THE INPUT:
╭──

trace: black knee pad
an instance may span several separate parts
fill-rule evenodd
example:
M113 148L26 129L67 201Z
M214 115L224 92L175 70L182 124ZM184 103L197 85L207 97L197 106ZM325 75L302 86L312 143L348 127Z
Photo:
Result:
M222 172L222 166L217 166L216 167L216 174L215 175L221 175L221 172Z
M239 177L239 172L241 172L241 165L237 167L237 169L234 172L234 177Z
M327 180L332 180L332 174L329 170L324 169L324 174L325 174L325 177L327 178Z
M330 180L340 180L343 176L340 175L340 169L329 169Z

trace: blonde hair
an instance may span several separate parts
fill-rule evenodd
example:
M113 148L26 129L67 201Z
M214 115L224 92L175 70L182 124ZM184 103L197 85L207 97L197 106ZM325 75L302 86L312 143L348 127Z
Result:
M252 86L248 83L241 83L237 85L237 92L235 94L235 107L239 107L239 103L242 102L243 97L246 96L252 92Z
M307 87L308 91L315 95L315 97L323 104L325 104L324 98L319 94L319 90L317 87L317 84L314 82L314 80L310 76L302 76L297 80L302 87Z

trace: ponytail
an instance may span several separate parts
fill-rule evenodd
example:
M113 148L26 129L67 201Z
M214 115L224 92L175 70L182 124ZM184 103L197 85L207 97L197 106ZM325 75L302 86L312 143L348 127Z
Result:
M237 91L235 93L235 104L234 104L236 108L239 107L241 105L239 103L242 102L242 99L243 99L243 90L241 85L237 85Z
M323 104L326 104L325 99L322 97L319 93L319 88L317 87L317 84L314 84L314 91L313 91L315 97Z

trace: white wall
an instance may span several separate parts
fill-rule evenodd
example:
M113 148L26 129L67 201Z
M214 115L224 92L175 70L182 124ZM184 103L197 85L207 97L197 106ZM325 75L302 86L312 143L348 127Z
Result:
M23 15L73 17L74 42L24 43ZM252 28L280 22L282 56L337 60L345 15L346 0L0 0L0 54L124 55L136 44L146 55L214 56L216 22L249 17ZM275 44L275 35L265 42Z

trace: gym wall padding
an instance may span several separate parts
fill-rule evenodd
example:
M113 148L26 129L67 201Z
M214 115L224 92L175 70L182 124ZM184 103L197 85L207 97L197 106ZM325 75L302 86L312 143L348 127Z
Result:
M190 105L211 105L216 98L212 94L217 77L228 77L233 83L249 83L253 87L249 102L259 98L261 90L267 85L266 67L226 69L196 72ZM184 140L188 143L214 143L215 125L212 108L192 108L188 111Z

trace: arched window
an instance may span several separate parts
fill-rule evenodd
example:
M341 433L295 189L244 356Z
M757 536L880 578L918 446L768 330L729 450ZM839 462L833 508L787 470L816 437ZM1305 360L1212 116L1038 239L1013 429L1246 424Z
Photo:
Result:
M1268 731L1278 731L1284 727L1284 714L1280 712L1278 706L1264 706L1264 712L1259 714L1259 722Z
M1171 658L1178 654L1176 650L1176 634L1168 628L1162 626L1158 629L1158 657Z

╰──

REQUEST: Can you copy out all of the data above line for line, with nothing changed?

COMPLETE OUTPUT:
trace: black knee pad
an instance may span several separate parts
fill-rule evenodd
example:
M113 148L26 129L67 201Z
M214 115L224 92L175 70L182 124ZM184 103L197 85L207 97L197 106ZM325 75L302 86L312 143L348 127Z
Photo:
Result:
M222 172L222 166L217 166L216 167L216 174L215 175L221 175L221 172Z
M239 177L239 172L241 172L241 165L237 167L237 169L234 172L234 177Z
M327 180L332 180L332 174L329 170L324 169L324 174L325 174L325 177L327 178Z
M330 180L340 180L343 176L340 175L340 169L329 169Z

trace: blonde hair
an instance may span several separate parts
fill-rule evenodd
example:
M113 148L26 129L67 201Z
M214 115L224 92L175 70L182 124ZM184 103L197 85L207 97L197 106ZM325 75L302 86L312 143L348 127Z
Result:
M252 86L248 83L241 83L237 85L237 92L235 94L235 107L239 107L239 103L242 102L243 97L246 96L252 92Z
M307 87L308 91L315 95L315 97L323 104L325 104L324 98L319 94L319 90L317 87L317 84L314 82L314 80L310 76L302 76L297 80L302 87Z

trace: ponytail
an instance may span several separate parts
fill-rule evenodd
example:
M113 148L26 129L67 201Z
M214 115L224 92L175 70L182 124ZM184 103L197 85L207 97L197 106ZM325 75L302 86L312 143L348 127Z
Result:
M237 91L235 93L235 104L234 104L236 108L239 107L241 105L239 103L242 102L242 99L243 99L243 90L241 85L237 85Z
M323 104L326 104L325 99L322 97L319 93L319 88L317 87L317 84L314 84L314 91L313 91L315 97Z

trace: white wall
an instance may span several separate parts
fill-rule evenodd
example:
M113 148L26 129L67 201Z
M214 115L224 92L175 70L182 124ZM184 103L197 85L207 97L197 106ZM325 75L302 86L312 143L348 127Z
Result:
M23 15L73 17L74 42L24 43ZM252 28L280 22L282 56L337 60L345 15L346 0L0 0L0 54L124 55L136 44L146 55L214 56L216 22L249 17ZM275 44L275 35L265 42Z

trace: gym wall padding
an instance may span several separate parts
fill-rule evenodd
example:
M113 148L26 129L67 201Z
M214 115L224 92L175 70L182 124ZM184 103L197 85L207 97L197 106ZM325 75L302 86L312 143L348 127Z
Result:
M190 105L211 105L216 98L212 94L217 77L228 77L233 83L249 83L253 87L249 102L259 98L261 90L267 85L266 67L226 69L196 72ZM184 140L188 143L214 143L215 125L212 108L192 108L188 111Z

trace: arched window
an instance may span several separate parts
fill-rule evenodd
example:
M341 433L295 189L244 356Z
M757 536L880 578L918 446L768 330L729 450ZM839 462L833 508L787 470L816 437ZM1305 360L1212 116L1038 239L1013 429L1246 424Z
Photo:
Result:
M1268 731L1278 731L1284 727L1284 714L1280 712L1278 706L1264 706L1264 712L1259 714L1259 722Z
M1171 658L1178 654L1176 650L1176 634L1168 628L1162 626L1158 629L1158 657Z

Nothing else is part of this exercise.